— WHAT IS REQUIRED —
Line by line, repeat all the material exactly as it appears.

— DATA UNDER STUDY —
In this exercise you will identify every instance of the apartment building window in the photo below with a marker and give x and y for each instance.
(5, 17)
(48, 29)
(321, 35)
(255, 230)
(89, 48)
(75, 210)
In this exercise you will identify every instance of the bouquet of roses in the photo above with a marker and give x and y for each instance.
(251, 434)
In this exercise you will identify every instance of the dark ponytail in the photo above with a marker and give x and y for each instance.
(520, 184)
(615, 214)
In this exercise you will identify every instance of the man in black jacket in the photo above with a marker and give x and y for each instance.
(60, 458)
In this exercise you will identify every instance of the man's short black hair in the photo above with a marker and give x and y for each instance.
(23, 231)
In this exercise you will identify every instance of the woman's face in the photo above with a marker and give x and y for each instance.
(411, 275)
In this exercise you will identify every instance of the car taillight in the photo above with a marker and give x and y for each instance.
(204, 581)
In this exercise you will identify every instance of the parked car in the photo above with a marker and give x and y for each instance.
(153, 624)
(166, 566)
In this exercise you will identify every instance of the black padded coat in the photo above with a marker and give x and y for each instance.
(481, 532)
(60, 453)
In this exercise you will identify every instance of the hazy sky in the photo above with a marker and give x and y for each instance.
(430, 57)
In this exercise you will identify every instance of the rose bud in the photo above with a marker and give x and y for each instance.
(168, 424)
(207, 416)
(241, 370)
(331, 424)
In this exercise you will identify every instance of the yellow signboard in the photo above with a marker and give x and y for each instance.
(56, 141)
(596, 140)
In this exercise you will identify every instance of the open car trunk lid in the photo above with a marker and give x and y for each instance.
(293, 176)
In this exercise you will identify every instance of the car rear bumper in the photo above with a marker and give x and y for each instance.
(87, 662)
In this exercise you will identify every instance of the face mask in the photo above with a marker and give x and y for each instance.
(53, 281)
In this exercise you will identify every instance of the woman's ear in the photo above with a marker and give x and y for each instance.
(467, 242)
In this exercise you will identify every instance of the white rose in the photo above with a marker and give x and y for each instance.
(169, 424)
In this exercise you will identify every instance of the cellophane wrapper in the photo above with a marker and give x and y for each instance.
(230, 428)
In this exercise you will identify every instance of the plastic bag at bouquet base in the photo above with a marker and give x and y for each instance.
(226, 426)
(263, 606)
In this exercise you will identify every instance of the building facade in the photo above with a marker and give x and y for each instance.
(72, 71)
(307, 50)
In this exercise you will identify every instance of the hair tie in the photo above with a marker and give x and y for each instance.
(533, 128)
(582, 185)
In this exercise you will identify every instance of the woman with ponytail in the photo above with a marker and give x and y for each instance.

— WRITTEN ANSWER —
In this exercise you will identify every instance of the apartment building window in the photo below with a marker and give x and y for each instance.
(5, 17)
(48, 29)
(321, 35)
(255, 230)
(89, 48)
(75, 210)
In this exercise you will identify every instance of the bouquet of roses in the photo above with a marker and give x and y for each instance.
(251, 434)
In this exercise you will identify every instance of the dark ponytail in the photo above with a marker and give x and y for each instance.
(520, 184)
(615, 214)
In this exercise you will identify every instance of the man in black jacket in the photo above with a marker and give x and y for each instance.
(60, 458)
In this exercise you will identify every instance of the man's short black hair in the photo above with a marker and give x and y for each instance.
(23, 231)
In this exercise you will identify every instance of the woman's face in the photo above with a marker and give x and y for each instance.
(411, 275)
In this exercise you will identify every instance of the car taillight in the photo above with a marker and give x and y for each instance.
(204, 581)
In this exercise you will identify every instance of the parked car in the photo above with a marker and give x and y for each instance.
(153, 624)
(166, 566)
In this exercise you will identify every instance of the black padded coat in the photo above with a marker and give x and y for each instance.
(481, 532)
(60, 453)
In this exercise you will identify every instance of the hazy sky in the photo above with a marker and give x and y for each instance.
(430, 57)
In this exercise you will identify every instance of the rose bud in the photo above with a marker and give x and y for each instance.
(168, 424)
(207, 416)
(241, 370)
(331, 424)
In this exercise you will identify every instance of the yellow signboard in the photo above with a marker and give x and y for each instance.
(56, 141)
(596, 140)
In this exercise you will identify every instance of the open car trunk lid in the photo above with a marker and give x and y for each instance.
(293, 176)
In this exercise you will identify every instance of the car rear bumper in the photo above with a marker and give x and y for each instance.
(87, 662)
In this exercise you will identify every instance of the face mask in the photo above with a marker and give x and y for each instance.
(53, 281)
In this exercise you will identify every instance of the woman's ear in the photo above with a marker and give x and y for each instance.
(467, 242)
In this exercise you will identify every instance of the white rose in the photo above with a marker and give x and y for each instance.
(169, 424)
In this exercise you will identify every instance of the cellophane wrapper in the photo above with a marker and give x and y for each instance.
(230, 428)
In this exercise you will identify every instance of the plastic bag at bouquet base in the photo above with a marker and give x and y for each instance.
(226, 426)
(263, 606)
In this exercise you will identify every instance of the building facade in the photo above with a marker and give x and y for each instance.
(72, 71)
(307, 50)
In this exercise you will identify every instance of the hair tie in the photo above with a marker and give x and y for each instance.
(533, 128)
(582, 185)
In this exercise you will identify every instance of the woman with ponytail in the photo above with a marker and give x and y for each instance.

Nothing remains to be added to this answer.